## Passage given
--*--
Despite compliance, voting in Romania is still not perfect — small, rural villages have been known to see a 100% voter turnout in elections, sometimes including residents that have been dead for years.

Olivia Vereha, the co-founder and chief of operations at Code for Romania said that Monitorizare Vot, the mobile app that they have developed, was created to solve a number of problems that civil society was facing while observing polls in Romanian elections. In 2015, Code for Romania debuted the new technology, putting their mobile app in the hands of 562 election reporters across 1,346 polling stations, collecting a total of 1,322 voting irregularities.

Previously, human rights groups monitoring elections would get volunteers to monitor elections, gather forms from these observers, and file reports based on what they had heard from their observers. “It was very 1992,” Vereha said.

So how does Monitorizare Vot work?

Monitorizare Vot, translated, is simply Vote Monitoring. Vereha says there are three main components: the mobile app to be used by election monitors, a citizen’s poll to be used by everyday Romanians as they vote in-country or abroad, and the reporting function, monitored mostly by the civil society partners who report on the findings of poll monitors.

The mobile app aimed at aiding election observers from civil society organizations has an easy-to-use, straight forward design. To verify that they’re actual members of a civil society organization, observers log in with their mobile phone number and sent an SMS code to verify their identity.

Vereha said that this is meant to keep their data clean and free from government interference. “We need to make sure political parties can’t highjack this process. Romania is on its third government in just two years, and civil society is angry and pointing fingers. At Code for Romania, we’re stepping out of that circle and trying to remain neutral, not controversial,” Vereha said.

Once logged into the app, poll observers can fill in the voting station number, the name of the county, and other identifying information.

“One reporter may visit ten to fifteen polling stations in one day, and we need to differentiate [which reports are coming from which polling stations],” Vereha said. Monitorizare Vot asks additional questions like the gender of the polling station manager and the length of time that the observer spent in the polling station. Much of the app is based on OSCE’s election monitoring standardized forms, meaning they’re easy to recognize for any experienced election observer.

Monitorizare Vot is also aimed at helping everyday Romanians report irregularities that they see at the polls, whether they’re voting in their hometown or from abroad. Romania has a large diaspora across Europe and until 2015, those voters were required to vote in person at a consulate, embassy, or other appointed polling place. Using the form on the homepage of the Monitorizare Vot website, any Romanian citizen can now report what they see as they cast their vote.
--*--
## Given task a
Which words of the Monitorizare Vot text run from "Olivia Vereha, the" to "1,322 voting irregularities."? Extract that stretch word for word.
The text about Monitorizare Vot and the records that come next have nothing to do with each other.
--*--
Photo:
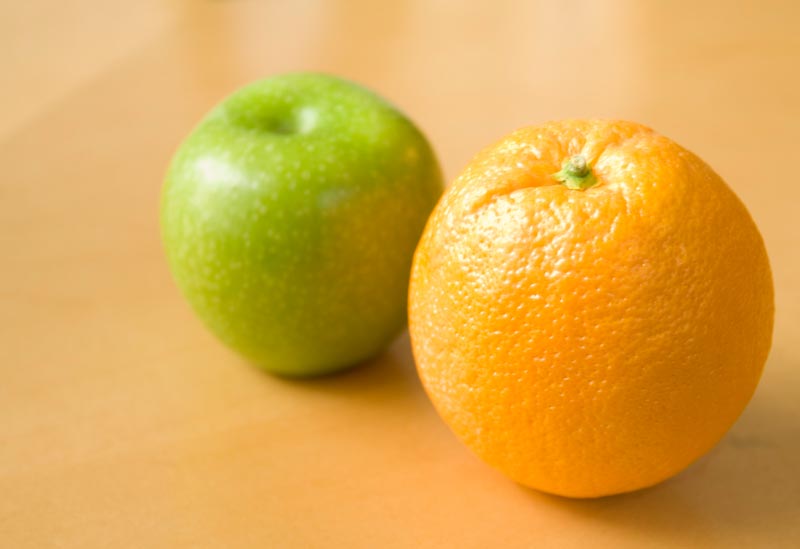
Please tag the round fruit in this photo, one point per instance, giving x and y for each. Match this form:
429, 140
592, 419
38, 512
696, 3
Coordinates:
590, 307
290, 216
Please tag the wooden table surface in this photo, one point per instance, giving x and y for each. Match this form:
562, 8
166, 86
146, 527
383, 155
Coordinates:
123, 423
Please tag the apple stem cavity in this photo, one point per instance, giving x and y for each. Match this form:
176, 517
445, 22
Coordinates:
576, 174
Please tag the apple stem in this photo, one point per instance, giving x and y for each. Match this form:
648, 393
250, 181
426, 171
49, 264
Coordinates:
576, 173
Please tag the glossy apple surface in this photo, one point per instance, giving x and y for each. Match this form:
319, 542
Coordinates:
290, 216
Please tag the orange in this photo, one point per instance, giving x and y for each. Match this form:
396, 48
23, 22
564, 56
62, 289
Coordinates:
590, 307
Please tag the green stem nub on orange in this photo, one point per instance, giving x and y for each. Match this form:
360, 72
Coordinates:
576, 174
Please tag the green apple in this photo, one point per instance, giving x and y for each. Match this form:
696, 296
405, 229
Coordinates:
290, 216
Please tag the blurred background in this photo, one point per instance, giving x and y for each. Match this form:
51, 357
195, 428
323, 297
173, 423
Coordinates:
123, 423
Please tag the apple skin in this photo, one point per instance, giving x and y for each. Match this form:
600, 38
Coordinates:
290, 216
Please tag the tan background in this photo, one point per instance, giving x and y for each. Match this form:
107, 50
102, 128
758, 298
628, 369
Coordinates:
124, 424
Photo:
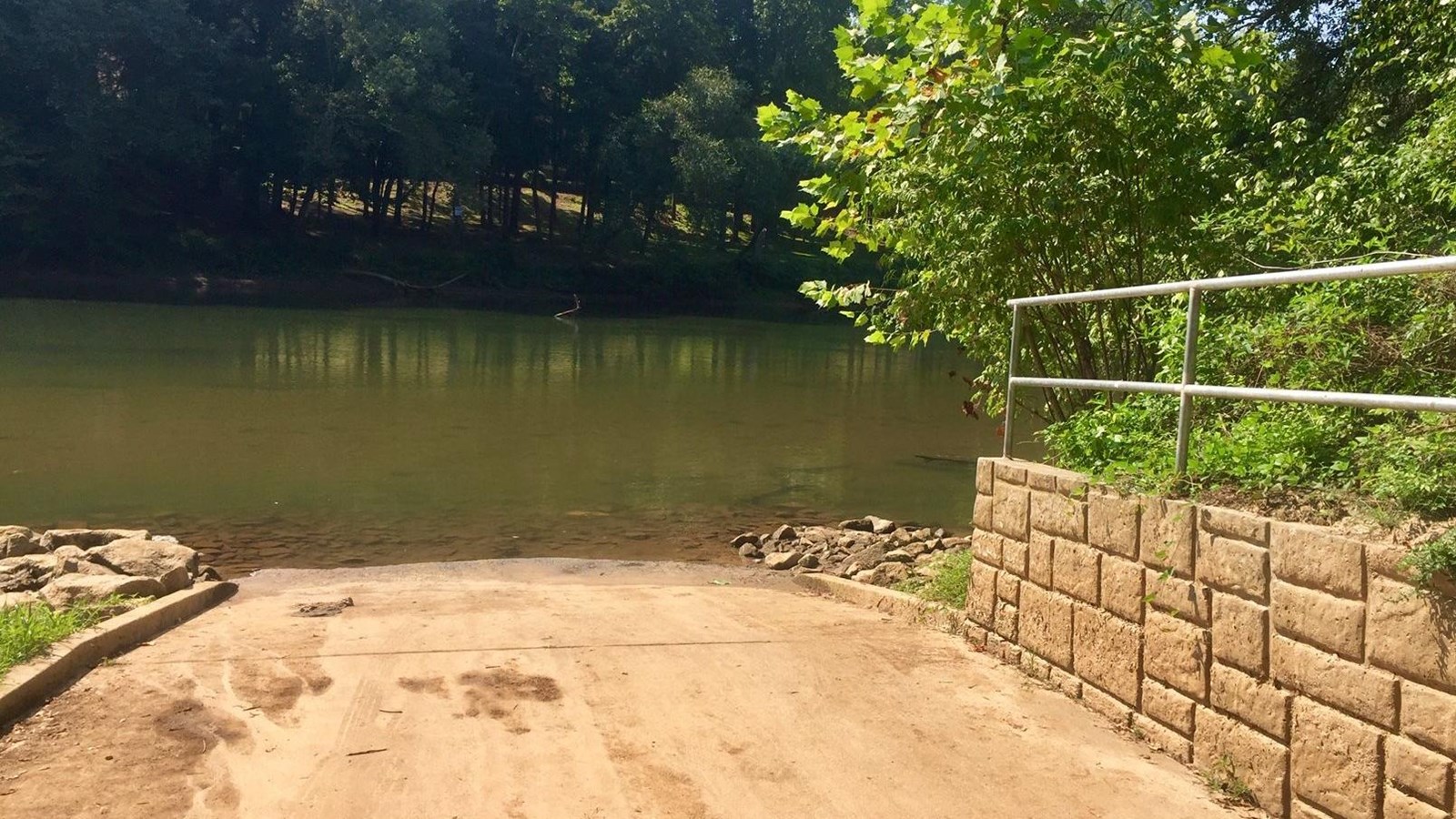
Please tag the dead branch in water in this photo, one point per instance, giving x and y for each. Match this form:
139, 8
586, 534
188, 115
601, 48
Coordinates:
405, 285
572, 310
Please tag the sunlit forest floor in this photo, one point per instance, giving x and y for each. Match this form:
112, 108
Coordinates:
339, 256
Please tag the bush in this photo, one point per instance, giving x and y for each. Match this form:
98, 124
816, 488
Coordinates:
948, 581
1380, 336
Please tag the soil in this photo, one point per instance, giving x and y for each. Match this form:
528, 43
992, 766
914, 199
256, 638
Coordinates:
570, 690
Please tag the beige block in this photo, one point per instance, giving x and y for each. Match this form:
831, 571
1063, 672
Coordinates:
986, 545
1366, 693
1168, 707
1334, 761
983, 515
1162, 739
1038, 559
1008, 588
1410, 637
1234, 566
1014, 557
1074, 486
1067, 682
1256, 760
1113, 522
1107, 652
1402, 806
1417, 771
1177, 653
1334, 624
975, 634
1312, 557
1300, 811
1241, 632
1006, 622
985, 475
1232, 523
1059, 515
1108, 705
1429, 717
1033, 665
1012, 511
1041, 479
1075, 570
1121, 588
980, 596
1254, 703
1184, 598
1046, 624
1009, 471
1165, 535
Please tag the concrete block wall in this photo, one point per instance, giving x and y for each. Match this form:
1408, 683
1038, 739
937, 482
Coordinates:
1302, 659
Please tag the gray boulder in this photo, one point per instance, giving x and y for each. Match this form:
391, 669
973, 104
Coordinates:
16, 541
26, 573
880, 525
70, 589
145, 559
783, 560
87, 538
16, 599
868, 557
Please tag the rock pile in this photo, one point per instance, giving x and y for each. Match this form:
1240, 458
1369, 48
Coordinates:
69, 566
870, 550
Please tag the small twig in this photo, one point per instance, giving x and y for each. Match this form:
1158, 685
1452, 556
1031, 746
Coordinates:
363, 753
564, 314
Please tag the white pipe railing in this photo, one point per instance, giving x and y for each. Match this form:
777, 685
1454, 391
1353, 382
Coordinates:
1188, 387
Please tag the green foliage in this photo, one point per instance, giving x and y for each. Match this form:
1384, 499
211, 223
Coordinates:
948, 581
1225, 780
999, 150
1382, 336
1433, 561
28, 630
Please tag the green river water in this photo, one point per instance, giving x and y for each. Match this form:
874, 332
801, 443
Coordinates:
344, 438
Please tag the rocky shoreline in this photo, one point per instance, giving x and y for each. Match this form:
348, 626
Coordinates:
62, 567
868, 550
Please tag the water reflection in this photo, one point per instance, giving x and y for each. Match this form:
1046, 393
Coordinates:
329, 438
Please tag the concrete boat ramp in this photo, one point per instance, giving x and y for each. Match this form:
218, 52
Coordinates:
570, 690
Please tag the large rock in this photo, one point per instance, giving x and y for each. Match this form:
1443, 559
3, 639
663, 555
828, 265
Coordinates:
26, 573
69, 589
16, 599
16, 541
146, 559
880, 525
868, 557
87, 538
783, 560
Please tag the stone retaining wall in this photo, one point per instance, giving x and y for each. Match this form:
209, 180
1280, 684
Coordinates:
1298, 658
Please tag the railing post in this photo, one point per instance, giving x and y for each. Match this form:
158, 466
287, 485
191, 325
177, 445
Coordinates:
1011, 380
1190, 376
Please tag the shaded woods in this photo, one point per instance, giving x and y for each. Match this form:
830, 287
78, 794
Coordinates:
273, 136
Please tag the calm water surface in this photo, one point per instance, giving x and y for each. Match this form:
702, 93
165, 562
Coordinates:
300, 438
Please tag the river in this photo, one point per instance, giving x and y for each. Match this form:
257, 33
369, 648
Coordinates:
346, 438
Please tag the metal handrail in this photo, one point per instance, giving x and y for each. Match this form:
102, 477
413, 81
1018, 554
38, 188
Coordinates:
1187, 389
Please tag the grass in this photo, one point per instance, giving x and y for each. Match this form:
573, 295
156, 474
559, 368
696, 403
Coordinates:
946, 583
1429, 561
1222, 778
28, 630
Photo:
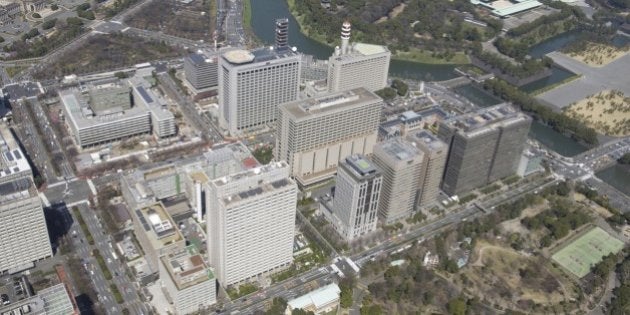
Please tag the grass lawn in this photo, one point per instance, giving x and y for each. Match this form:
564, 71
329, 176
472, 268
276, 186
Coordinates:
424, 56
581, 255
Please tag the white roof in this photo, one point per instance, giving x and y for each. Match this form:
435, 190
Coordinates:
317, 298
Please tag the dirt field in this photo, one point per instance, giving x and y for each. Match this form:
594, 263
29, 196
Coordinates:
191, 20
392, 14
511, 279
593, 206
515, 226
598, 55
608, 112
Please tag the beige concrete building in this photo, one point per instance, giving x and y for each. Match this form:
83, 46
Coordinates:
189, 284
357, 65
315, 134
251, 222
435, 154
23, 231
401, 164
157, 233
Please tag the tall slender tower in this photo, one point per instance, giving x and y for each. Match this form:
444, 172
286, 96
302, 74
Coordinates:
282, 34
356, 196
346, 28
357, 65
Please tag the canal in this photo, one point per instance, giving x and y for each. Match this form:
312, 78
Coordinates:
264, 13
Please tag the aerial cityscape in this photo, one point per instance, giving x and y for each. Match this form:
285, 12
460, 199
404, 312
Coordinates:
350, 157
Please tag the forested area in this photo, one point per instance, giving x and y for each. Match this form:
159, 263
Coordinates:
524, 69
437, 25
558, 121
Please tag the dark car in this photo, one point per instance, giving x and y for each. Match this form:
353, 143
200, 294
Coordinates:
5, 299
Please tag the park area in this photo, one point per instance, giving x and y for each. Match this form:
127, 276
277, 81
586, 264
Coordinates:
579, 256
608, 112
187, 19
596, 54
107, 52
508, 278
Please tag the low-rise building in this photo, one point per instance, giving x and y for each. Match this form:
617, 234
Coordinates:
23, 230
102, 113
319, 301
157, 233
188, 282
50, 301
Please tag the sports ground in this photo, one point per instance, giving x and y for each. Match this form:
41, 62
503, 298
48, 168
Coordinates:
586, 251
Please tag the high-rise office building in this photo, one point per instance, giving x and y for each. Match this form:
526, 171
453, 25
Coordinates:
315, 134
201, 70
357, 194
401, 164
435, 154
23, 232
357, 65
484, 146
189, 283
251, 222
253, 83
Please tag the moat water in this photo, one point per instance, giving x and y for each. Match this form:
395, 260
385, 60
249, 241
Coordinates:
264, 13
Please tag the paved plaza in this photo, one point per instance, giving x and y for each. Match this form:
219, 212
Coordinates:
613, 76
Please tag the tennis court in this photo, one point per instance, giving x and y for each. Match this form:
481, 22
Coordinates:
582, 254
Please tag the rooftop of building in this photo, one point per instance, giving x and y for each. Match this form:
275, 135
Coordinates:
505, 8
486, 119
360, 167
262, 186
200, 58
329, 103
158, 225
155, 102
399, 150
361, 49
50, 301
12, 160
427, 139
242, 56
186, 268
317, 298
228, 158
17, 189
20, 90
410, 117
83, 114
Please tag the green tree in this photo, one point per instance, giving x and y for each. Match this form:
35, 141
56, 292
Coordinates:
346, 285
278, 307
624, 159
371, 310
456, 306
299, 311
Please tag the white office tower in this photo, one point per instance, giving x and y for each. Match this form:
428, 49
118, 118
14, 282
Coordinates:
23, 232
435, 154
251, 222
356, 196
189, 283
315, 134
357, 65
401, 164
253, 83
201, 70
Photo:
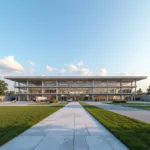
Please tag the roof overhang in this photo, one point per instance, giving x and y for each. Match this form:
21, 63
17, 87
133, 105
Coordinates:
37, 78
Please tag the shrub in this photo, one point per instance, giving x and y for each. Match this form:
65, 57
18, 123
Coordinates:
53, 101
119, 101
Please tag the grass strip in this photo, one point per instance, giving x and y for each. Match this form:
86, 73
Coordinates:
16, 119
133, 133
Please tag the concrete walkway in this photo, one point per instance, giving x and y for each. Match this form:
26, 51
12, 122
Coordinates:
70, 128
136, 113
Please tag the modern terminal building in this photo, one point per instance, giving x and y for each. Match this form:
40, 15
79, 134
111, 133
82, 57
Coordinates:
75, 87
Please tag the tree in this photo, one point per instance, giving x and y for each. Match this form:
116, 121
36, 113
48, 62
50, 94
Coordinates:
3, 87
11, 93
148, 91
139, 91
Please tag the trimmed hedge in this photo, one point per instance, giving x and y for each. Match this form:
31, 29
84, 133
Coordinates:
53, 101
119, 101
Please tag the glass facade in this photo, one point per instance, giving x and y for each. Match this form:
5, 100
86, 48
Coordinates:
35, 90
75, 89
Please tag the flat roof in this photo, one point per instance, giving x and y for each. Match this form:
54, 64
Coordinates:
128, 78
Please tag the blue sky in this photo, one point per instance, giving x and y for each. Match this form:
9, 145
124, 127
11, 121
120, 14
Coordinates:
88, 37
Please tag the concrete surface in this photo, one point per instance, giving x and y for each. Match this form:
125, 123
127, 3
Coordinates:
18, 103
136, 113
70, 128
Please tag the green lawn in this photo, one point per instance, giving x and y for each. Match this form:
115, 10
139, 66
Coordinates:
16, 119
48, 104
134, 105
133, 133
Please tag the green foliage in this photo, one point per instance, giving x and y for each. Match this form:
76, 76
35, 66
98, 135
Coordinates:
139, 91
118, 101
53, 101
3, 87
15, 120
133, 133
148, 91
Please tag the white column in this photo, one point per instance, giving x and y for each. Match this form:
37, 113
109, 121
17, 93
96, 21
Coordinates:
27, 90
107, 92
56, 90
131, 91
42, 88
121, 90
93, 90
135, 86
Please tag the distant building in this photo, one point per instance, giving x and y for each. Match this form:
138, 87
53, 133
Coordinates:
75, 87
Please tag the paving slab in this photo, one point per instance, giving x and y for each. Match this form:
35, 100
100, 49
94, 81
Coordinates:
136, 113
70, 128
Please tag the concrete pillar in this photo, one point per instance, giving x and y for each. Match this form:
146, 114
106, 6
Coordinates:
135, 86
93, 97
42, 88
121, 90
56, 97
56, 90
27, 97
93, 90
107, 92
18, 97
107, 97
121, 97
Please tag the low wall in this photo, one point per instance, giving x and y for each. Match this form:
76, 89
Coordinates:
142, 98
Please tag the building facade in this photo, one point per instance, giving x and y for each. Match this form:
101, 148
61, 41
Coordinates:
75, 87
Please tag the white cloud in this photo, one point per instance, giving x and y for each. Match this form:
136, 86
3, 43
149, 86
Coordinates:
9, 64
102, 72
74, 69
80, 63
124, 73
61, 71
84, 71
31, 63
50, 69
143, 84
31, 71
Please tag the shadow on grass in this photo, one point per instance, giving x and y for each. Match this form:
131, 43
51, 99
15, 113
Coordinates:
133, 133
9, 132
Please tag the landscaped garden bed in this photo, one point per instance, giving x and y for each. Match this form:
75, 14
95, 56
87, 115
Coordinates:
133, 133
14, 120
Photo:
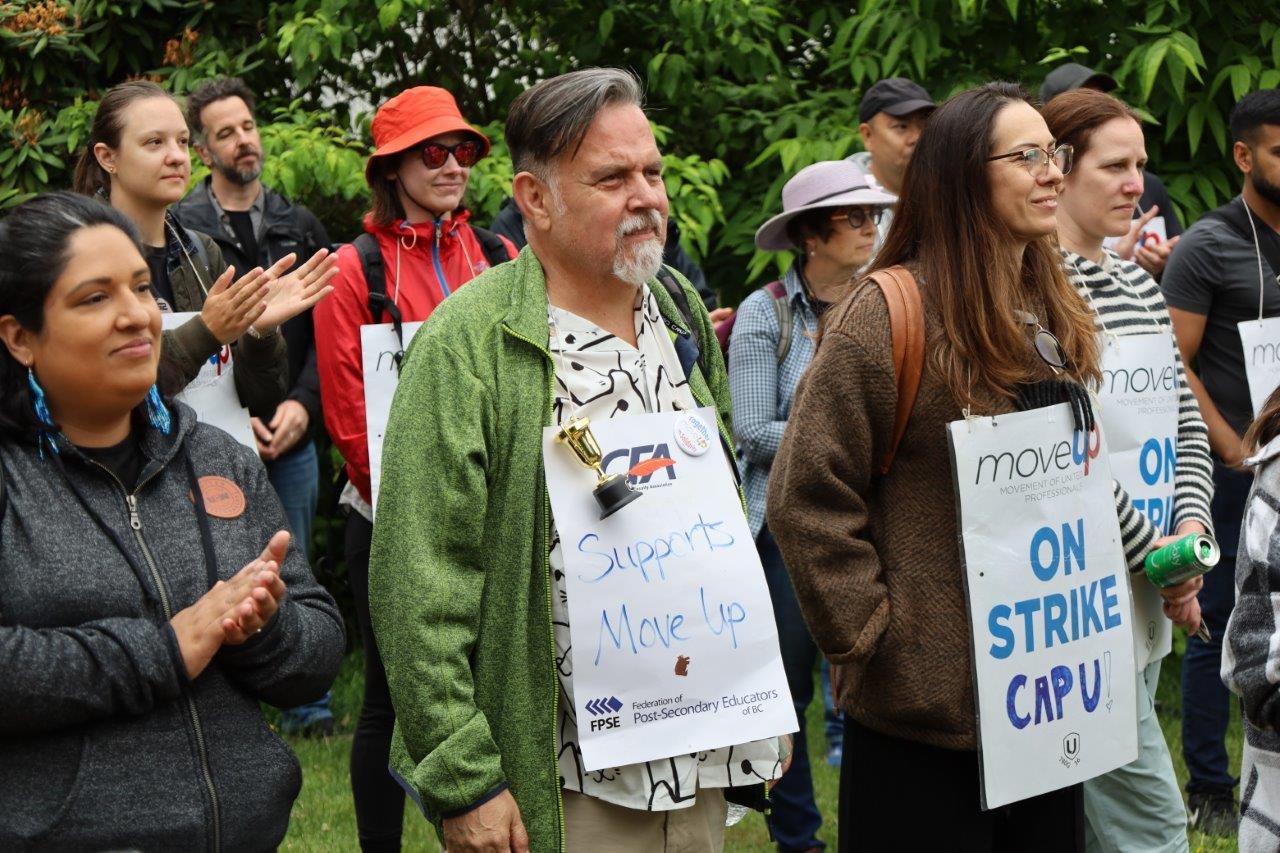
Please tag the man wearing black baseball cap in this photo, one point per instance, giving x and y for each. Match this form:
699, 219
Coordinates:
1148, 252
891, 117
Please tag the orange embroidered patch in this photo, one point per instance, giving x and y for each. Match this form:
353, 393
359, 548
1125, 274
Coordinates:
223, 498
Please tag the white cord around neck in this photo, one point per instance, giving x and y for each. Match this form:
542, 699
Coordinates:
1257, 250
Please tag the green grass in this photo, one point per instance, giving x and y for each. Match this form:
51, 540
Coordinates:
324, 817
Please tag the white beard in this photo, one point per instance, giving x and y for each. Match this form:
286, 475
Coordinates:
645, 259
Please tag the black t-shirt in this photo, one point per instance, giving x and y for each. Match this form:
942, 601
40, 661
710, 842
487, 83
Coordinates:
124, 460
242, 223
160, 287
1214, 272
--*--
## Given task b
Which lines of the records contain the string "office" with the same capitalization? Gather each such line in full.

## Reply a
Olivia Vereha, the co-founder and chief of operations at Code for Romania said that Monitorizare Vot, the mobile app that they have developed, was created to solve a number of problems that civil society was facing while observing polls in Romanian elections. In 2015, Code for Romania debuted the new technology, putting their mobile app in the hands of 562 election reporters across 1,346 polling stations, collecting a total of 1,322 voting irregularities.

## Reply b
Please tag the high-rise office building in this photo, one point per instance, giving x and y for each. Match this form:
Please tag the white office tower in this photo, one point per instance, giving x and y for each. Match this form:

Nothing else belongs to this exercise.